Records of labeled boxes:
- - -

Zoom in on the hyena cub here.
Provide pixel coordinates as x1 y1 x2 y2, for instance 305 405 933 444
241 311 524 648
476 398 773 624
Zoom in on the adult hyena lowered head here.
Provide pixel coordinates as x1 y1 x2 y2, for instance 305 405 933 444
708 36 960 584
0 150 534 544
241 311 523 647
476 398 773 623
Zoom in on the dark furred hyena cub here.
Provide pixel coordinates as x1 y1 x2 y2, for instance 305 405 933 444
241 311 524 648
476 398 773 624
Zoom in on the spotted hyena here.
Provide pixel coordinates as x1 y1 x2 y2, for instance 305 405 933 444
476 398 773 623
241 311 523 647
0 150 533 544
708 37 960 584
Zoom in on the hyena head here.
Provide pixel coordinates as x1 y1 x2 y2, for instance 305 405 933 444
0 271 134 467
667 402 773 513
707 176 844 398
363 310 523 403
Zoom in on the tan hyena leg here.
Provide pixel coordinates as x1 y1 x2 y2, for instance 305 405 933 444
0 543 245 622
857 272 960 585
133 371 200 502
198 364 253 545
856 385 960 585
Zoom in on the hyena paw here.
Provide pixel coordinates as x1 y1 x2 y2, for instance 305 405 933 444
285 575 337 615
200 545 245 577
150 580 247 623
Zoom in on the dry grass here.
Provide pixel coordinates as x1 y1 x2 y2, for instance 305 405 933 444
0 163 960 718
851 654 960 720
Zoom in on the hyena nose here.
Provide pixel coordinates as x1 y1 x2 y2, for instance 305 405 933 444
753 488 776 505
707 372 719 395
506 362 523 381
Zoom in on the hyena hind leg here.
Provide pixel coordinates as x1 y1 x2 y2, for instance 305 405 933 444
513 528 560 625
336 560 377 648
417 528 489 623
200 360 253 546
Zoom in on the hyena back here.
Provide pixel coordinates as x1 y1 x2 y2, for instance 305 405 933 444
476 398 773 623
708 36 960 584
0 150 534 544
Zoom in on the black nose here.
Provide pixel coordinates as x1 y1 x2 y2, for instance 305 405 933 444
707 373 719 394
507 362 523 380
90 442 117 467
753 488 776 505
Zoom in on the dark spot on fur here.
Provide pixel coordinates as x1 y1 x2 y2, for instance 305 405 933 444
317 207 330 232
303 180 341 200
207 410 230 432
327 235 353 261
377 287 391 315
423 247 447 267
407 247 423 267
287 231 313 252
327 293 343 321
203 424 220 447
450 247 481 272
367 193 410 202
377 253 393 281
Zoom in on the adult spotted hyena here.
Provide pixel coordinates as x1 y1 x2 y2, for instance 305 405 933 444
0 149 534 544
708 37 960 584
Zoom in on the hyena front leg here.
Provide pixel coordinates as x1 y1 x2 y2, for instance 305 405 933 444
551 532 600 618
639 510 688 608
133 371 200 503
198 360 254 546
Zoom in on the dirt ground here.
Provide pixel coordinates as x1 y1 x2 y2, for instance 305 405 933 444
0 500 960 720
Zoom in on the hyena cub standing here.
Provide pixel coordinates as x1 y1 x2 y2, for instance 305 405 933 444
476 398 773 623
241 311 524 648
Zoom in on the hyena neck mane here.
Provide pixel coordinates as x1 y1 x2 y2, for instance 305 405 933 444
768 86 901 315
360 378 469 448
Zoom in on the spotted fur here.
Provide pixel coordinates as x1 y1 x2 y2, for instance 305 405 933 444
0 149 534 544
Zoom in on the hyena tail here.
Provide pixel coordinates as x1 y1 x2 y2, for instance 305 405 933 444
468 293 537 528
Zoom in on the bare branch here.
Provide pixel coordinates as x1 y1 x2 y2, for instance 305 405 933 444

- - -

Directions: Rewrite the stretch of records from the line containing "Zoom in on the spotted hyena here." through the line containing "200 360 253 546", with "Zoom in on" changed to "Locate" and nothing else altered. Give only those lines.

Complete answer:
Locate the spotted hyena here.
Provide pixel coordinates as x1 y1 x2 y2, for instance 305 405 933 444
476 398 773 623
241 311 523 647
0 150 533 544
708 37 960 584
Locate the hyena head here.
Provide pixel coordinates as x1 y1 x2 y2, for instance 305 405 933 444
0 271 134 467
667 402 773 513
707 176 844 398
363 310 523 403
Locate the tan hyena leg here.
Provide pixel coordinates as x1 y1 x2 y2, for instance 305 405 933 444
0 543 245 622
857 272 960 585
133 371 200 502
198 364 253 545
856 385 960 585
Locate the hyena paw here.
Provide pixel coordinates as x1 y1 x2 y2, for instance 305 405 933 444
285 575 337 615
200 545 245 577
150 580 247 623
Locate the dry grass here.
Provide pixel coordinates as x1 y1 x2 y2, for instance 305 405 933 444
0 163 960 718
851 654 960 720
Locate the hyena nose here.
Provide pixel coordinates as x1 y1 x2 y2, for instance 305 405 933 444
753 488 776 505
707 372 719 395
506 362 523 381
Locate the hyena hind leg here.
Provide pixel coordinates as x1 y1 x2 y2, for instance 305 405 933 444
513 528 560 625
336 560 377 648
417 528 489 623
200 360 253 546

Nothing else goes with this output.